TASK - Return, exactly and in full, the lines of the records below starting at the one with "In this photo, where can the blue sky" and ending at the one with "In this photo, where can the dark", and no other lines.

Natural language region descriptions:

————

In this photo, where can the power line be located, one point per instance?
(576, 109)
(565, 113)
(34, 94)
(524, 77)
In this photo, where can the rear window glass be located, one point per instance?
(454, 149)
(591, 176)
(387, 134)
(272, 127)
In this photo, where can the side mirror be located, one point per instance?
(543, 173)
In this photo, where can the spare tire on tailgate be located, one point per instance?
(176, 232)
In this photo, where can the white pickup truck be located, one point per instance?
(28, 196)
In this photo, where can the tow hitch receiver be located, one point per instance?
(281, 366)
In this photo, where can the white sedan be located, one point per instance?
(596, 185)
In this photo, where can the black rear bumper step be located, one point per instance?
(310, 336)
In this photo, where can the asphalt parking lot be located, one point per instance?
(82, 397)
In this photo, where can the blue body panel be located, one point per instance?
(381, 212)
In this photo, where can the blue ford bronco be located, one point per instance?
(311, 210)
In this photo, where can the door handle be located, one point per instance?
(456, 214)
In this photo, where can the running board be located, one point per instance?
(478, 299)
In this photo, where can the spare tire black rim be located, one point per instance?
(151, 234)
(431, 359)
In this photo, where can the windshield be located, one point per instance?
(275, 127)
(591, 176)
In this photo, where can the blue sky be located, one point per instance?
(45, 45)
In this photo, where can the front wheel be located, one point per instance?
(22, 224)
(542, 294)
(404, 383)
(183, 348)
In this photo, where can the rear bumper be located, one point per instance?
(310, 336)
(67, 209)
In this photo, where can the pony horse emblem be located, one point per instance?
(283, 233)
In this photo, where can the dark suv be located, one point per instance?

————

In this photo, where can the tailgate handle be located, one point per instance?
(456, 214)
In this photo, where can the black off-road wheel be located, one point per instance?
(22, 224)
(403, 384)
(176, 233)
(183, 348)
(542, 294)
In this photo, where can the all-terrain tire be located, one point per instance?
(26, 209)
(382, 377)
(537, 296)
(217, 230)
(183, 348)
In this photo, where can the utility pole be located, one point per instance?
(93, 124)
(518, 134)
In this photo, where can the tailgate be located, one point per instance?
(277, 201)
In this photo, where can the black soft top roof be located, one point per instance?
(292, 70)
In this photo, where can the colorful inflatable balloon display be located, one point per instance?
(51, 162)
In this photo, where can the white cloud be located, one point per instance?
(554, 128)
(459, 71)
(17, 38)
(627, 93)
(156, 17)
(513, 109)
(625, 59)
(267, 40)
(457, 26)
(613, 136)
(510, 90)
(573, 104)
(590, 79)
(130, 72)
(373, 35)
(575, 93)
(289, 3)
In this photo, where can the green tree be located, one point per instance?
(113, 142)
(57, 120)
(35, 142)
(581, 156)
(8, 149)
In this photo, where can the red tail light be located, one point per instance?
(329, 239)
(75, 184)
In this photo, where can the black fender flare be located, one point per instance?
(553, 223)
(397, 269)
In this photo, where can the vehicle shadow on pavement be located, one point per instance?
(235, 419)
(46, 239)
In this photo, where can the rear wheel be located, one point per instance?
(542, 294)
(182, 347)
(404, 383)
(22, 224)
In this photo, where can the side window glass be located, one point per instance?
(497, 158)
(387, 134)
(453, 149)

————

WORKED SOLUTION -
In this photo, where can the blue sky be located, one point per instance?
(45, 45)
In this photo, where can the front wheel be located, one point per instance?
(22, 224)
(542, 294)
(404, 383)
(183, 348)
In this photo, where can the rear bumper be located, one point per instance?
(310, 336)
(67, 209)
In this photo, where can the pony horse emblem be located, one point per instance?
(283, 233)
In this photo, where can the dark suv be located, one point per instance?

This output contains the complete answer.